> [Selected excerpt]:
ECB holds rates and stimulus steady as it assesses risks. As widely expected, the European Central Bank (ECB) held interest rates unchanged on Thursday. The ECB said it would maintain the eurozone’s headline interest rate at zero percent and the deposit rate at -0.5 percent. The central bank also left its programme of unconventional monetary policy unchanged. The ECB last year launched a pandemic-specific bond buying programme to support the economy through the Covid-19 pandemic and has been offering cheap credit to banks in order to encourage lending. While it decided to stay on hold this time around, the ECB’s governing council signalled it would not hesitate to deploy additional stimulus in future if it deemed it appropriate.
UK house prices soar to new all-time high in November. Average UK house prices reached an all-time high of £250,000 in November as the buoyant housing market confounded wider economic gloom. The latest official figures show that UK property values jumped by 7.6 percent in the year to November 2020, the fastest annual growth rate since June 2016. In London the average sold price exceeded £500,000, Land Registry data showed, with valuations pushed upwards by a tax break for property sales and ultra-low interest rates. Analysts said prices might come down next year if the Chancellor of the Exchequer ended the stamp duty holiday as planned on 31 March.

> [Data extracts]:

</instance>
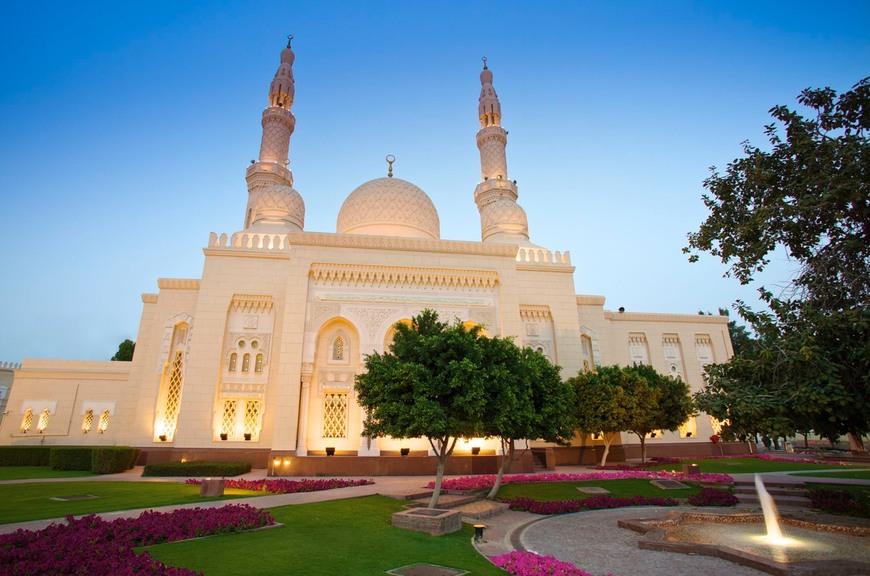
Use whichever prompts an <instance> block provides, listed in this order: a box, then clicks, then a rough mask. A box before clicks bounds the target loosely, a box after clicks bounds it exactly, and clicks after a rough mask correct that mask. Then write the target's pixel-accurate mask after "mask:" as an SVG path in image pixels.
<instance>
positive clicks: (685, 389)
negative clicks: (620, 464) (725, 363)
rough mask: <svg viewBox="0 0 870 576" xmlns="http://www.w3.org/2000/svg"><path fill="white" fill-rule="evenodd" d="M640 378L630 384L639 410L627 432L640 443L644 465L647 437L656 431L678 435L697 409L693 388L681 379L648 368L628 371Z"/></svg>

> [Exercise tasks]:
- 1) In the news briefs, what deposit rate did the ECB say it would maintain?
- 2) Please transcribe the part of the news briefs that opens with the words containing "UK house prices soar" and closes with "on 31 March.".

> [Solutions to the exercise]:
- 1) -0.5 percent

- 2)
UK house prices soar to new all-time high in November. Average UK house prices reached an all-time high of £250,000 in November as the buoyant housing market confounded wider economic gloom. The latest official figures show that UK property values jumped by 7.6 percent in the year to November 2020, the fastest annual growth rate since June 2016. In London the average sold price exceeded £500,000, Land Registry data showed, with valuations pushed upwards by a tax break for property sales and ultra-low interest rates. Analysts said prices might come down next year if the Chancellor of the Exchequer ended the stamp duty holiday as planned on 31 March.